--- BEGIN MATERIAL FOR THIS TASK ---

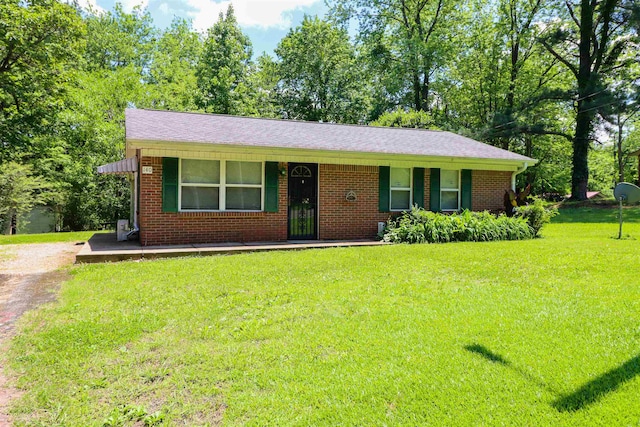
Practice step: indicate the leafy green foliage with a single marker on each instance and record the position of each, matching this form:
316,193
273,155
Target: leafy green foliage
39,42
422,226
406,119
536,213
20,190
223,68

--- END MATERIAL FOR THIS TASK ---

__WHAT IS ASKED__
Copy out every row above word for word, leaving out the pictures.

__SOLUTION TO THIS TASK__
Practice step: indicate the leafy green foliage with a single marker on each instance and record the position of each, matching this form:
316,193
273,155
Target: leafy green foliage
39,42
422,226
406,119
536,213
20,190
223,68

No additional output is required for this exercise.